▶ _Work order_:
Say how many lines in the entries hold the word "instance", and reply with that number only.

▶ _Provided records_:
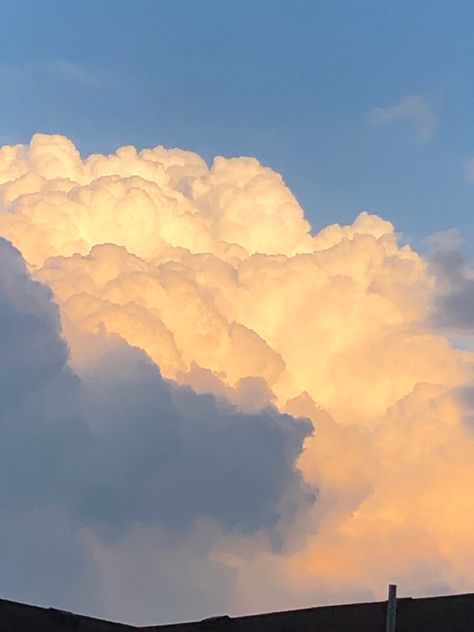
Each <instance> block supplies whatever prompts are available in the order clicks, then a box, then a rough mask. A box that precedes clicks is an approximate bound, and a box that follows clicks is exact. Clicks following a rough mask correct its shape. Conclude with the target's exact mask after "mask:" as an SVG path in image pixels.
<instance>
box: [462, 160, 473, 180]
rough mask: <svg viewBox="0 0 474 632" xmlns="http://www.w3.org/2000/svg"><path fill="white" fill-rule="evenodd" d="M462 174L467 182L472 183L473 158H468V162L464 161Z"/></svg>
mask: <svg viewBox="0 0 474 632" xmlns="http://www.w3.org/2000/svg"><path fill="white" fill-rule="evenodd" d="M464 173H465V175H466V180H467V181H468V182H474V158H469V160H466V164H465V165H464Z"/></svg>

▶ _Your solution_:
2